> _Consigne_: Poursuivez l'extrait sur la diversité culturelle et le droit à l'expérimentation artistique en reprenant juste après sa dernière phrase.

> _Extrait fourni_:
* * *

Elle doit permettre aux identités culturelles de se construire par ces rencontres avec la diversité
des autres et de ce qu’ils inventent. Pour survivre et cheminer vers le progrès, la société de
diversité culturelle a besoin de soutenir les émergences et les espaces d’expérimentation de
nouvelles symboliques.
D’accord, ça pourrait faire un peu « socio-cu » ! En tout cas, pour ceux qui veulent tuer la bête
de la diversité culturelle avant de l’avoir pesée. Regardons pourtant de plus près les
conséquences de cette légitimité reconnue au niveau mondial via l’Unesco, pour les acteurs des
arts et des cultures.
* En premier lieu, les acteurs culturels peuvent revendiquer, collectivement, une place à la table
de négociation de la politique publique, en disant : « votre société est conformiste ; elle
accumule les règlements, même pour faire un tout petit spectacle dans les bars ou dans la rue.
Chaque jour, on augmente la liste des règles et règlements à respecter avant de pouvoir exercer
notre art. Au nom de l’intérêt général, nous devons être dans la conformité et respecter la
législation sur le bruit, la fiscalité, l’ordre public, la santé, la sécurité, les droits des auteurs, des
entrepreneurs de spectacles, l’emploi des artistes étrangers, sans compter le commissaire aux
comptes et le droit du travail.8 Les conditions à remplir pour commencer à exister sont
tellement draconiennes que la possibilité de sortir du cadre se réduit à vue d’oeil. Les espaces
en marge, les hangars et friches pour inventer et prendre les risques de la non conformité sont
devenus introuvables. »
Or, en signant les textes sur la diversité culturelle, les décideurs politiques se condamnent à
parier sur l’innovation et la créativité. Il leur faut accepter de négocier une place pour
l’expérimentation culturelle à vocation artistique, avec la capacité juridique de ne pas y
appliquer toutes les contraintes de droit de la vie ordinaire. En s’appuyant sur la légitimité de la
« Diversité culturelle », on passe de la logique du « tout conforme » à la logique de
l’expérimentation des nouveaux signes symboliques. Le droit à l’expérimentation culturelle à
vocation artistique, au nom même des ambitions de progrès de la société, est devenu une
urgence vitale.

* * *

> _Entrées présentées_:

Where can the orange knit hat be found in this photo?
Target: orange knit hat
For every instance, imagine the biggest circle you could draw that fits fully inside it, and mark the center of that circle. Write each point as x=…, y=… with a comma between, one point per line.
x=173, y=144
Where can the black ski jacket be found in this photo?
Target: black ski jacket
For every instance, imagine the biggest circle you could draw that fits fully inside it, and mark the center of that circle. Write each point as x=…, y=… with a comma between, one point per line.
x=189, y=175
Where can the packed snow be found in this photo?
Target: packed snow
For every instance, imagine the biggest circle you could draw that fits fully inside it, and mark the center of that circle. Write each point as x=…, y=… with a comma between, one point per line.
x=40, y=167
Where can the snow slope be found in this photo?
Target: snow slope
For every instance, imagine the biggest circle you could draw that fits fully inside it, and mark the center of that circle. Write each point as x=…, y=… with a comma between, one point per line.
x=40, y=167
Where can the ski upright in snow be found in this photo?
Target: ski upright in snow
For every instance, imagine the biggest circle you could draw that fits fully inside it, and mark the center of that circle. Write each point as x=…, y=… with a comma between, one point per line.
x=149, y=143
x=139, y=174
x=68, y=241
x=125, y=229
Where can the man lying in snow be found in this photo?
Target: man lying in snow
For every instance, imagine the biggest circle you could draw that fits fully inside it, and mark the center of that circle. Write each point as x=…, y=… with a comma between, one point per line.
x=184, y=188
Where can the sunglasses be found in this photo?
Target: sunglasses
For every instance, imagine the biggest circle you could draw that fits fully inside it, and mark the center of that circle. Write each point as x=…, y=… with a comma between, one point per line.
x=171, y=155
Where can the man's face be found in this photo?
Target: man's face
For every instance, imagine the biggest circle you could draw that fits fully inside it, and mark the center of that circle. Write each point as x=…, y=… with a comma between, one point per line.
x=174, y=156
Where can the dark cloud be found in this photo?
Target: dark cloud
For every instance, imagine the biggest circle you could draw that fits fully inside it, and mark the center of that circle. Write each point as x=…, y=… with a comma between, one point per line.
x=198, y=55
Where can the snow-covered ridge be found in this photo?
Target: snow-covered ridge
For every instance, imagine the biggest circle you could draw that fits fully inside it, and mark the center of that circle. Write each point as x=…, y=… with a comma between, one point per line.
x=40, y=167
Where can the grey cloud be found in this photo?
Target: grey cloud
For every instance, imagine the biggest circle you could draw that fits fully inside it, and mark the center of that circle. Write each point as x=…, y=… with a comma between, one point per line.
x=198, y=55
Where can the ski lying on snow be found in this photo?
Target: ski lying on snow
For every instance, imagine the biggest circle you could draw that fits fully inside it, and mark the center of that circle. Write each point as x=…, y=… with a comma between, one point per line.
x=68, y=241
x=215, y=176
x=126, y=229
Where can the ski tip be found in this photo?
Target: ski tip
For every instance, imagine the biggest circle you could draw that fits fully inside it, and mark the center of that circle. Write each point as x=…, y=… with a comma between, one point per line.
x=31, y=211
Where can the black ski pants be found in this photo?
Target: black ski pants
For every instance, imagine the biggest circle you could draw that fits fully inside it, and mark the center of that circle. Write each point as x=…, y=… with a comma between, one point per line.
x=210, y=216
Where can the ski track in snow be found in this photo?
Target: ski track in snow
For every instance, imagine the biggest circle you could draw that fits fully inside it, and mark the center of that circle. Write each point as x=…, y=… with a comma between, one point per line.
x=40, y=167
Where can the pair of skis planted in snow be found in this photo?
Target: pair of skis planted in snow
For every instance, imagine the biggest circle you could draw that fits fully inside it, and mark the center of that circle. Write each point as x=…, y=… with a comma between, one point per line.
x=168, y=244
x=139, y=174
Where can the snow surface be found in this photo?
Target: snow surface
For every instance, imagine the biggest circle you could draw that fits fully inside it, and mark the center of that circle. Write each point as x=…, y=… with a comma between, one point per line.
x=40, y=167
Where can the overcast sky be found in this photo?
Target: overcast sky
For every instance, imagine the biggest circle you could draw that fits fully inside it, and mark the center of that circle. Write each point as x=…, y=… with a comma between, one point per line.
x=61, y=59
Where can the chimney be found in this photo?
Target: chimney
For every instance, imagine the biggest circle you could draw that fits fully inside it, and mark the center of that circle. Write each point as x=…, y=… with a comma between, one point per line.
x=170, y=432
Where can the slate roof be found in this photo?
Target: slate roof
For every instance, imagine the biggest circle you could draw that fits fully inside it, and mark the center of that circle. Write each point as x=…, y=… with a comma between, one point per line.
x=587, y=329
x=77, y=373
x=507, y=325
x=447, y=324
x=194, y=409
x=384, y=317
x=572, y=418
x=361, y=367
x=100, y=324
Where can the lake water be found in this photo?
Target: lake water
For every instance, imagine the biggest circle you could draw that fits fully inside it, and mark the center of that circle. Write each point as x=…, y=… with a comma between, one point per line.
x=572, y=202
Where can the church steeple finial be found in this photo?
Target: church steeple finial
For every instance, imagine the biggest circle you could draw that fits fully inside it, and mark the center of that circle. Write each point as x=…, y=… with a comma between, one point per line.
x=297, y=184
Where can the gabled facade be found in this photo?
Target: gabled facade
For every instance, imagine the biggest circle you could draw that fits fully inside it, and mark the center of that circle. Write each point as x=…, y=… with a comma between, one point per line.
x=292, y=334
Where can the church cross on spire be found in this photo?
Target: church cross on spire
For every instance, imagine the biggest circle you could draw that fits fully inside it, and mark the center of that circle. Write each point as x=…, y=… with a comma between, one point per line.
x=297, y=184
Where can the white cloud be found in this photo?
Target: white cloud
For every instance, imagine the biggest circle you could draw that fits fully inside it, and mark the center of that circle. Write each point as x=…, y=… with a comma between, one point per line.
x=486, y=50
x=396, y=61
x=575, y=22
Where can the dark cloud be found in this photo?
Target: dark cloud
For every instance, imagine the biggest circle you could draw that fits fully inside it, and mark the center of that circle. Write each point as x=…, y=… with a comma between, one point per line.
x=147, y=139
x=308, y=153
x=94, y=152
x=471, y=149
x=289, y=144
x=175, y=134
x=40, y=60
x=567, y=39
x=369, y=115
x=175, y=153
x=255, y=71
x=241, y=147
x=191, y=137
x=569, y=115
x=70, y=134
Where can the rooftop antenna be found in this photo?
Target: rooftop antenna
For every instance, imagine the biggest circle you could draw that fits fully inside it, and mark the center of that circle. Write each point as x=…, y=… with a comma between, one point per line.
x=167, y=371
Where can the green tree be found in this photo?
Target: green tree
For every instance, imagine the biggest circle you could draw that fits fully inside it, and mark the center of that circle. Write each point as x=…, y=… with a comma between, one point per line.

* * *

> _Réponse_:
* En second lieu, cette approche de la négociation avec les décideurs publics pose frontalement
la question de la reconnaissance de la qualité artistique. Le modèle de la politique culturelle à la
française évalue la qualité artistique avant d’accorder des aides. Mais, si on plaide
l’expérimentation « artistique », au nom de la légitimité de la diversité culturelle, il n’est plus
pensable de porter un jugement de valeur, au nom de l’intérêt général, sur ce qui se tente et qui
n’est pas encore accompli, ni estampillable ! Comme on dit à Uzeste, « c’est par où, c’est par
l’art », une direction, un processus, une démarche, pas une étiquette posée par des experts
« secrets » sur des émotions à vif. Durant des années, les experts n’ont jamais voulu donner
valeur à la « bande dessinée » , au « cirque », au « théâtre de rue », au « rock », au « hip hop ».
Rien ne permet de justifier que des experts, par disciplines normalisées, seront en mesure de
juger, avec une responsabilité d’intérêt général, des valeurs de « l’art en train de se faire »,
d’autant que, la plupart du temps, nul ne sait encore qu’il s’agit d’un art auquel l’histoire donnera
un nom ! ! ( Les débuts de DADA ou de la Break Dance n’étaient pas tristes de ce point de vue !)
Par contre, hors de tout secret, et dans l’espace si vaste où se confrontent les identités, tout
impose que ceux qui savent, qui connaissent, qui maîtrisent les codes, les langages, les normes
éclairent les citoyens sur ce qui se passe. L’expert doit assumer pleinement la subjectivité de ses
jugements sur « l’art en train de se faire » et la mission publique qui lui revient est de défendre
sa subjectivité éclairée, dans la confrontation pacifique et respectueuse avec les autres identités
culturelles. La logique de la diversité culturelle est que l’expert, le spécialiste, les pairs affrontent
les citoyens pour les convaincre que ces « arts en train de se faire » sont bénéfiques pour la
construction d’identités culturelles, variées, plurielles et dynamiques.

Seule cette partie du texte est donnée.